DATA EXTRACT:
--- start ---

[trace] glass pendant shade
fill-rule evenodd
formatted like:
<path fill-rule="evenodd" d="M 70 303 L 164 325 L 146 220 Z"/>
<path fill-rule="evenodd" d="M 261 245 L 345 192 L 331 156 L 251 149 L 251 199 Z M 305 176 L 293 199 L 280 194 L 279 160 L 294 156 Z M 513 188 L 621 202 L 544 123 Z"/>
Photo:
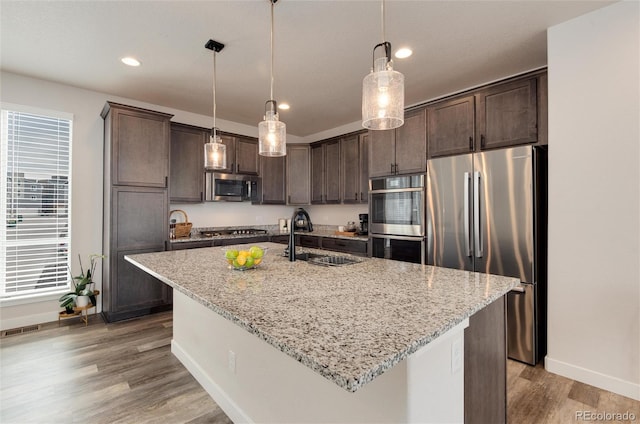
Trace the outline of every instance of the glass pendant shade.
<path fill-rule="evenodd" d="M 404 75 L 381 57 L 362 81 L 362 126 L 390 130 L 404 124 Z"/>
<path fill-rule="evenodd" d="M 261 156 L 287 154 L 287 126 L 278 120 L 278 112 L 268 110 L 258 124 L 258 150 Z"/>
<path fill-rule="evenodd" d="M 209 137 L 209 142 L 204 145 L 204 167 L 205 169 L 226 169 L 227 168 L 227 146 L 222 144 L 219 135 Z"/>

--- end ---

Extract each line of the entries above that contains the string "glass". Matching is case-sensitive.

[trace] glass pendant shade
Trace the outline of every instance of the glass pendant shade.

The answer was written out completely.